— Begin —

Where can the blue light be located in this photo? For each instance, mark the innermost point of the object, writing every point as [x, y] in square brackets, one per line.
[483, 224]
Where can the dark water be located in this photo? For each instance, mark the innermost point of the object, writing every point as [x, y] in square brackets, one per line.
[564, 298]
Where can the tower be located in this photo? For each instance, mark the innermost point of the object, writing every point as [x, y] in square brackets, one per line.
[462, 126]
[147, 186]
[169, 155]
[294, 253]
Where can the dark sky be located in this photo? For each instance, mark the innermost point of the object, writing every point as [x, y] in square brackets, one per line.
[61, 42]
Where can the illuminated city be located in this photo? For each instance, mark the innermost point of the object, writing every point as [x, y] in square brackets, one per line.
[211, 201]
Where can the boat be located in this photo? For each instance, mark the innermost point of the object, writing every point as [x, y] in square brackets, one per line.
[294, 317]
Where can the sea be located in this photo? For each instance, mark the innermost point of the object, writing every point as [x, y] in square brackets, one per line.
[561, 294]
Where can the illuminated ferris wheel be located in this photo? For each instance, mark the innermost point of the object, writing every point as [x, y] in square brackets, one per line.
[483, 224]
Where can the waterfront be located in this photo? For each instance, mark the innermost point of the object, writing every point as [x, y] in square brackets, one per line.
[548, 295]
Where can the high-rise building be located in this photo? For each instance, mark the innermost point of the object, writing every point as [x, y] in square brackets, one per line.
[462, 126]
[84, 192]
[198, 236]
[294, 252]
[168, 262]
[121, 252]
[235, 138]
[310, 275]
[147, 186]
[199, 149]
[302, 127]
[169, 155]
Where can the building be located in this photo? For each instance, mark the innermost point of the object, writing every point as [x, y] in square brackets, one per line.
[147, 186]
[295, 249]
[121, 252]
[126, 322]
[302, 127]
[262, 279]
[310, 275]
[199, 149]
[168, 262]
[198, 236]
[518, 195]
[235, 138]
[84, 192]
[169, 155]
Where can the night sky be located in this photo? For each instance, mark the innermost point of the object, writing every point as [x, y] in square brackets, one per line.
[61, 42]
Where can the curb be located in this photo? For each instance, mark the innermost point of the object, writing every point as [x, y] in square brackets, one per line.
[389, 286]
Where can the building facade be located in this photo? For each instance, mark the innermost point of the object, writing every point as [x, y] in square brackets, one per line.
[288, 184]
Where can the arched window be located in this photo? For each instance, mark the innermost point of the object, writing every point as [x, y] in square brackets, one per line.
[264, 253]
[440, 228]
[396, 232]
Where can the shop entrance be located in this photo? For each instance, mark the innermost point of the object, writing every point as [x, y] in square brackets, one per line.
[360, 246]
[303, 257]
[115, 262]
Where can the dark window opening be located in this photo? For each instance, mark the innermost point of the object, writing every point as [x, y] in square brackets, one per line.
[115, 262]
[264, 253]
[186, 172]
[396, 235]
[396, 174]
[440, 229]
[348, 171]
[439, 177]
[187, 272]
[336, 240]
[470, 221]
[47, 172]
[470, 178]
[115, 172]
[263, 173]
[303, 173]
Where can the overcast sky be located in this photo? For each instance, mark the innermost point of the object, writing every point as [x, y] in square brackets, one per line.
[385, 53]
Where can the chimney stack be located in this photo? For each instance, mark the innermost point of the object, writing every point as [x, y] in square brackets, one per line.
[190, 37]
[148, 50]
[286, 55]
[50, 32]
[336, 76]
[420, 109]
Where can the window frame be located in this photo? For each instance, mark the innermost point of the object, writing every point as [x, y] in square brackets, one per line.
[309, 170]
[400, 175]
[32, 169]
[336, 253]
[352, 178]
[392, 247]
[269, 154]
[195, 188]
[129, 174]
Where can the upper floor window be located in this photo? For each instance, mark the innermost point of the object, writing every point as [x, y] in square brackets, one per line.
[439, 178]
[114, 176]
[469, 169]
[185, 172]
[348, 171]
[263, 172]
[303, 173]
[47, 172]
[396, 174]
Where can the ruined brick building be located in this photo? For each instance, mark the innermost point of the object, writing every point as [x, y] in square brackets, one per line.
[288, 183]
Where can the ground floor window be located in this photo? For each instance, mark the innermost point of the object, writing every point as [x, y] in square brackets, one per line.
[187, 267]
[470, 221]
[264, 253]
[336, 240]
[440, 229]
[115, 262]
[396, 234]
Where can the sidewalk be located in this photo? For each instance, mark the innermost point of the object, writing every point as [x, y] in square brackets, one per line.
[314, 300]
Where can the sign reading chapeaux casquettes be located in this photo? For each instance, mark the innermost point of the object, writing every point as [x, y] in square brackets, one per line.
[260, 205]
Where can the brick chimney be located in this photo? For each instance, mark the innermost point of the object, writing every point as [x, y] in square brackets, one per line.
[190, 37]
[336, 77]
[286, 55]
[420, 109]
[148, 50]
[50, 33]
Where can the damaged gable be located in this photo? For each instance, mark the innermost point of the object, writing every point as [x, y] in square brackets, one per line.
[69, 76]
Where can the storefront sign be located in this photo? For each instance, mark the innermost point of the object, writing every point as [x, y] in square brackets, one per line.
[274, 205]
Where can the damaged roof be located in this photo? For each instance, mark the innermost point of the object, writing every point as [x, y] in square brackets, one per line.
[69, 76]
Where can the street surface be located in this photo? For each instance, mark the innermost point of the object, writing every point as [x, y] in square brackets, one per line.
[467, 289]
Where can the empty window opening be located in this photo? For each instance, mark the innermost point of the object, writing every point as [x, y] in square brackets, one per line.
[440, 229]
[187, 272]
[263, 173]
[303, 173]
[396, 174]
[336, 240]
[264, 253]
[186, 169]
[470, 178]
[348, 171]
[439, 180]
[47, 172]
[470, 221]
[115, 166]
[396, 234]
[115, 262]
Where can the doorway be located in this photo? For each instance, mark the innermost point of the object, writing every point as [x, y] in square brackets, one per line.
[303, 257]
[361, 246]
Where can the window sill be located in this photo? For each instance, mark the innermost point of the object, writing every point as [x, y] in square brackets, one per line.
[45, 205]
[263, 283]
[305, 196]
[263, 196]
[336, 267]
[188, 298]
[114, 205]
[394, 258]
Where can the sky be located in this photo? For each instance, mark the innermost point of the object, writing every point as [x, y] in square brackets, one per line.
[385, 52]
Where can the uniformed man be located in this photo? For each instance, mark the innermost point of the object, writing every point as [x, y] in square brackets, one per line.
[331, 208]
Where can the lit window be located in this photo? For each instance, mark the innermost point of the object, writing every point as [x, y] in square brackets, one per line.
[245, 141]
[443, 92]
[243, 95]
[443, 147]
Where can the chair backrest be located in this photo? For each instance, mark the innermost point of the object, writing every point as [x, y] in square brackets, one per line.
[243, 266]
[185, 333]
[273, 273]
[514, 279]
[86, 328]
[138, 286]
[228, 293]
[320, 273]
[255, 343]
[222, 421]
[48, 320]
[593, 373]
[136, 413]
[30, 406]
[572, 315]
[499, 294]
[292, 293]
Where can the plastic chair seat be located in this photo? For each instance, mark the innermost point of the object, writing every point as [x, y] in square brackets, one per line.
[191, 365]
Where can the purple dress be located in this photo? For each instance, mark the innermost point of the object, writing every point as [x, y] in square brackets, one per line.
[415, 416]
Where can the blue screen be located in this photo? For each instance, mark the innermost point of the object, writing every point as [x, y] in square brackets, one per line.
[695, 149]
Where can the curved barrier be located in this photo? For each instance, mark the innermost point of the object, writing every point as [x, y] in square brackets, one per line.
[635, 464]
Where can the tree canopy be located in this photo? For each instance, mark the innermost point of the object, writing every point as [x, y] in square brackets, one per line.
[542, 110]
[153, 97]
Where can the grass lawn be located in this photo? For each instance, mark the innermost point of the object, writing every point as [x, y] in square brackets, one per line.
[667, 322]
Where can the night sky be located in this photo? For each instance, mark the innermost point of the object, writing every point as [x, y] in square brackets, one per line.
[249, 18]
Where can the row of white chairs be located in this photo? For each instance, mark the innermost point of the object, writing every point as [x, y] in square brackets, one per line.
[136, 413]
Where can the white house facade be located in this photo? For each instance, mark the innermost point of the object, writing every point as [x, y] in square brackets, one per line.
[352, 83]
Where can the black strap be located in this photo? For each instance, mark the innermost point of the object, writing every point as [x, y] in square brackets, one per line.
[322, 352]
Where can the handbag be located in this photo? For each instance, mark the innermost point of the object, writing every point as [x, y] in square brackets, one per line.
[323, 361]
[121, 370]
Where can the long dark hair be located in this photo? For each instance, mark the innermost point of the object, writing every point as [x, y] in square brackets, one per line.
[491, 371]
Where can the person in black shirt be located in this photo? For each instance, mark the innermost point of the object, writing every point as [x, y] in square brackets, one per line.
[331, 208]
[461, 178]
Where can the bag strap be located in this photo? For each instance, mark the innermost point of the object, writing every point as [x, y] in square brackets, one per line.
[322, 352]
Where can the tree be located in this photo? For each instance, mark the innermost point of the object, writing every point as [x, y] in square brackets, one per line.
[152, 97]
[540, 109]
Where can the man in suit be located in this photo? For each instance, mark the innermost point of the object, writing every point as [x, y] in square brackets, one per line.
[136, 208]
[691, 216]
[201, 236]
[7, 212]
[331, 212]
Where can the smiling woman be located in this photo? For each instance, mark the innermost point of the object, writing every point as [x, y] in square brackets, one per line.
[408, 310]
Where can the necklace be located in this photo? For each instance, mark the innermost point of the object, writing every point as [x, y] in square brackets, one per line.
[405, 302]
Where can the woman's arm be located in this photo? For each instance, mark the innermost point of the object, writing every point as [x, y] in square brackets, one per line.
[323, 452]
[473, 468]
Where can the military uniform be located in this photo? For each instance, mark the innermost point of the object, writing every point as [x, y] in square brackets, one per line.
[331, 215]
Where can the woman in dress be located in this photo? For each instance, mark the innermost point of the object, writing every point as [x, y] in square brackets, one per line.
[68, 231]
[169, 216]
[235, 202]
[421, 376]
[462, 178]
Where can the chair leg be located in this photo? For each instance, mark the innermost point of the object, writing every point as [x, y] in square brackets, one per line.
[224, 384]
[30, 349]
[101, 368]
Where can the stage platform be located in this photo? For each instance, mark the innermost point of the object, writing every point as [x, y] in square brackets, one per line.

— End —

**Written task**
Your task is to output exactly the lines running from the one with "Where can the tree be" through the final line of the material above, with both ends included.

**Solution below**
Where can the tree be located in this photo? For each instance, mark the innermost point of the object, writing every point as [x, y] in square brackets, one per line.
[152, 97]
[540, 109]
Where can the man in suit be located in this photo? For each instance, mark the innermost point of the object, writing every point as [x, y] in square brackets, one per line.
[136, 208]
[691, 216]
[201, 236]
[7, 212]
[331, 212]
Where can the smiling woman be located in this photo? For each instance, mark the innermost point of the object, writing every point as [x, y] in square brackets, one per line.
[408, 310]
Where can the necklace be located in this photo? For each instance, mark the innermost point of the object, writing every point as [x, y] in square brackets, one per line.
[405, 302]
Where can the woman's arm be located in this photo? For each instance, mark the innermost point of the object, writing every point as [x, y] in square brackets, one per line.
[323, 452]
[473, 468]
Where can the military uniform be located in this photo? For each instance, mark the innermost point of the object, writing every point as [x, y] in square brackets, one per line.
[331, 215]
Where can the woman in dress be located in this photo? For each instance, mark the innermost point of the object, writing every point as [x, y] in square brackets, one per line.
[68, 231]
[169, 216]
[235, 202]
[421, 376]
[462, 178]
Where can the chair leg be located in this photo? For each instance, mark the innermost point of the object, writing every point as [x, y] in square brackets, one per line.
[224, 384]
[30, 349]
[101, 368]
Where can the stage platform be located in this photo? For each instance, mark the innermost point of the object, writing every point as [x, y] in square brackets, one per line.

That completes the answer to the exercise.